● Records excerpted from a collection
►
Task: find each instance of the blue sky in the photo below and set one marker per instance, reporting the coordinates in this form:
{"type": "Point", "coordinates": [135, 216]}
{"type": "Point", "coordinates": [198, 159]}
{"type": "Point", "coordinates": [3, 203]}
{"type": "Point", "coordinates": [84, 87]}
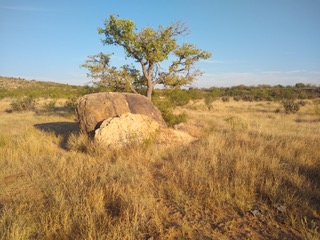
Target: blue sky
{"type": "Point", "coordinates": [252, 41]}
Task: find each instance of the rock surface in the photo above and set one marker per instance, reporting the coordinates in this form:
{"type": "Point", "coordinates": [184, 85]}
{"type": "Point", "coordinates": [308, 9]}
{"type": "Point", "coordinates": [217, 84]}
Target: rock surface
{"type": "Point", "coordinates": [135, 128]}
{"type": "Point", "coordinates": [93, 109]}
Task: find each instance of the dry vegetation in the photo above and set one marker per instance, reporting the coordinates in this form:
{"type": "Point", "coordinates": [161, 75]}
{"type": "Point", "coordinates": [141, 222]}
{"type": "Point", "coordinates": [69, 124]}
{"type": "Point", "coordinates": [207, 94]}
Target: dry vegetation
{"type": "Point", "coordinates": [253, 174]}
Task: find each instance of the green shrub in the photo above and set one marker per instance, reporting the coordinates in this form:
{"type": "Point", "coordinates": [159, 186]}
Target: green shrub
{"type": "Point", "coordinates": [248, 98]}
{"type": "Point", "coordinates": [179, 97]}
{"type": "Point", "coordinates": [302, 103]}
{"type": "Point", "coordinates": [225, 99]}
{"type": "Point", "coordinates": [237, 98]}
{"type": "Point", "coordinates": [71, 104]}
{"type": "Point", "coordinates": [165, 107]}
{"type": "Point", "coordinates": [23, 104]}
{"type": "Point", "coordinates": [50, 106]}
{"type": "Point", "coordinates": [290, 106]}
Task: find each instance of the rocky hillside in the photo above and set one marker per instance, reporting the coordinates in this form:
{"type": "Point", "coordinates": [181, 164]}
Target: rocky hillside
{"type": "Point", "coordinates": [18, 87]}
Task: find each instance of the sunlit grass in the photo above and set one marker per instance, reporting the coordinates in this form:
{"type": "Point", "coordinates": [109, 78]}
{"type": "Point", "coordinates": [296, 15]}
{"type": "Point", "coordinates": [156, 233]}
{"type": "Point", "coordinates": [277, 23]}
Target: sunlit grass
{"type": "Point", "coordinates": [253, 173]}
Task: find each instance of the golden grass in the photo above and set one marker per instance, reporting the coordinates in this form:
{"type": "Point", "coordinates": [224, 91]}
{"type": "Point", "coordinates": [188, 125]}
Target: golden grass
{"type": "Point", "coordinates": [253, 174]}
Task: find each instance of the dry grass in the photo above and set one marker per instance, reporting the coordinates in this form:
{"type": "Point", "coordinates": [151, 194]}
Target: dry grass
{"type": "Point", "coordinates": [253, 174]}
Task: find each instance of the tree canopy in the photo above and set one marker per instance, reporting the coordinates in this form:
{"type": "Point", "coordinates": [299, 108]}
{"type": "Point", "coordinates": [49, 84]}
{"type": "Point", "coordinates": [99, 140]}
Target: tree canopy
{"type": "Point", "coordinates": [149, 48]}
◄
● Written request
Repeat the data above exactly, but not the pictures.

● Task answer
Task: find each instance of the blue sky in the photo below and set one marker per instance, reporting the coordinates in this form:
{"type": "Point", "coordinates": [135, 216]}
{"type": "Point", "coordinates": [198, 159]}
{"type": "Point", "coordinates": [3, 203]}
{"type": "Point", "coordinates": [84, 87]}
Target: blue sky
{"type": "Point", "coordinates": [252, 41]}
Task: find each instance of the rock surface in the photo above and set one marker per instance, reporting the coordinates in this form:
{"type": "Point", "coordinates": [184, 85]}
{"type": "Point", "coordinates": [308, 9]}
{"type": "Point", "coordinates": [217, 84]}
Target: rock surface
{"type": "Point", "coordinates": [135, 128]}
{"type": "Point", "coordinates": [93, 109]}
Task: find each instance of the dry vegetation in the photo above and set one marker per instance, reporting the coordinates in this form:
{"type": "Point", "coordinates": [161, 75]}
{"type": "Point", "coordinates": [141, 222]}
{"type": "Point", "coordinates": [69, 124]}
{"type": "Point", "coordinates": [207, 94]}
Target: dry vegetation
{"type": "Point", "coordinates": [253, 174]}
Task: find each instance of the green shrub in the photo above and set one marker per instance, reporting the coordinates in this form:
{"type": "Point", "coordinates": [159, 186]}
Target: green shrub
{"type": "Point", "coordinates": [248, 98]}
{"type": "Point", "coordinates": [179, 97]}
{"type": "Point", "coordinates": [302, 103]}
{"type": "Point", "coordinates": [225, 99]}
{"type": "Point", "coordinates": [237, 98]}
{"type": "Point", "coordinates": [71, 104]}
{"type": "Point", "coordinates": [165, 107]}
{"type": "Point", "coordinates": [23, 104]}
{"type": "Point", "coordinates": [50, 106]}
{"type": "Point", "coordinates": [290, 106]}
Task: find each instance of the rocky hillside in the photo above and set one marker per instance, reporting the coordinates in this form:
{"type": "Point", "coordinates": [181, 164]}
Target: rocky hillside
{"type": "Point", "coordinates": [18, 87]}
Task: find each instance of the sunlit grass in the photo above and set one marker per instance, reporting the coordinates in this form:
{"type": "Point", "coordinates": [109, 78]}
{"type": "Point", "coordinates": [296, 15]}
{"type": "Point", "coordinates": [156, 233]}
{"type": "Point", "coordinates": [277, 23]}
Target: sunlit grass
{"type": "Point", "coordinates": [253, 173]}
Task: find each instance of the golden grass in the photo above and set one marker per instance, reporting the coordinates in this form:
{"type": "Point", "coordinates": [224, 91]}
{"type": "Point", "coordinates": [188, 125]}
Target: golden grass
{"type": "Point", "coordinates": [253, 174]}
Task: find each instance of the dry grass in the photo above and set one marker per instance, reporting the coordinates in this form:
{"type": "Point", "coordinates": [151, 194]}
Target: dry grass
{"type": "Point", "coordinates": [253, 174]}
Task: find each instance of the tree canopy in the photo above and set one marker per instance, reporting the coordinates in this form:
{"type": "Point", "coordinates": [299, 108]}
{"type": "Point", "coordinates": [49, 84]}
{"type": "Point", "coordinates": [99, 140]}
Target: tree canopy
{"type": "Point", "coordinates": [149, 48]}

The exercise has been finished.